(Task): Only the number is wanted: tally the lines below that contain the word "query".

(Data extracts):
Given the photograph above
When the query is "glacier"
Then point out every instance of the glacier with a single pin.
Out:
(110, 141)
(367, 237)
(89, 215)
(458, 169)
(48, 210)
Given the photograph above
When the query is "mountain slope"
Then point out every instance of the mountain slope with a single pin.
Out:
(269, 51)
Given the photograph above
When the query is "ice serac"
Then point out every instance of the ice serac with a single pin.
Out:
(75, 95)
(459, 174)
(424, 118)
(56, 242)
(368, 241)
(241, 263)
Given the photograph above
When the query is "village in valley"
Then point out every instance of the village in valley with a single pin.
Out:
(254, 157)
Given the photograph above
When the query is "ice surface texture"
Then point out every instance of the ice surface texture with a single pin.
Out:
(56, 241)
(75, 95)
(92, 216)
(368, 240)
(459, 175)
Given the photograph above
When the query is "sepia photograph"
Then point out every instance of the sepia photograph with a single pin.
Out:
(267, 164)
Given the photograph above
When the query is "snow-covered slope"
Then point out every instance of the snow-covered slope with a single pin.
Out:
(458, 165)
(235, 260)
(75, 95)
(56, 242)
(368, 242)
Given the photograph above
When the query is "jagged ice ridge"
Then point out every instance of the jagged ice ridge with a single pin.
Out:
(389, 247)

...

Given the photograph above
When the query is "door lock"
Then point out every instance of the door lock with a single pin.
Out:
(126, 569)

(Final answer): 9